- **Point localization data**
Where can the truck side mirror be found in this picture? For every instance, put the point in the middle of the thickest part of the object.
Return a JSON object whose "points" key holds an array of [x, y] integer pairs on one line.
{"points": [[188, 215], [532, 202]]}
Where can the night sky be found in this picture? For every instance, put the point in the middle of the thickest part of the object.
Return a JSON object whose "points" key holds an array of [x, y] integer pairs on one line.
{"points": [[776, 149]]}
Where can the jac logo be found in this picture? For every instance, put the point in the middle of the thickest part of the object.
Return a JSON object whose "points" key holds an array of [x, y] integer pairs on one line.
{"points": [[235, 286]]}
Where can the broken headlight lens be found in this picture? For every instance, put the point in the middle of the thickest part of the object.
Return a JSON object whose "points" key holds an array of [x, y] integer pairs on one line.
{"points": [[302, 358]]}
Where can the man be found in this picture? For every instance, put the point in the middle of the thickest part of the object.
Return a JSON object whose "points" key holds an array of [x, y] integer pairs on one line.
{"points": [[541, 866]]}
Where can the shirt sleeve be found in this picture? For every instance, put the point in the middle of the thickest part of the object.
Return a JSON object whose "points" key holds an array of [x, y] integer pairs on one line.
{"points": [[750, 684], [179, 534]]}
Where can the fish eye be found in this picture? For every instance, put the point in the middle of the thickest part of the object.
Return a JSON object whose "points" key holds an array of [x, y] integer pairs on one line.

- **Exercise description**
Where a line above includes "middle", copy that line.

- **Exercise solution**
Where can the truck side mirror be found in this picture? For every instance, put the point in the middle of the thickest part of the object.
Where can the night sky be found in this picture? For every instance, put the point in the middle of the thickest part of the object.
Where can the jac logo be found in this picture? For every instance, put the point in the middle of the thickest part of the object.
Where can the broken headlight lens be found in this picture? For every instance, put the point in the middle of the thickest part of the object.
Where can the man be found in this picture? For every instance, put the point in the middle of the thickest part of the object.
Where can the shirt sleeve be found in this picture? For every instance, put the point in the middle of the thickest part of the object.
Where can the fish eye be found in this picture? For every instance, put the point in the middle of the thickest part of the object.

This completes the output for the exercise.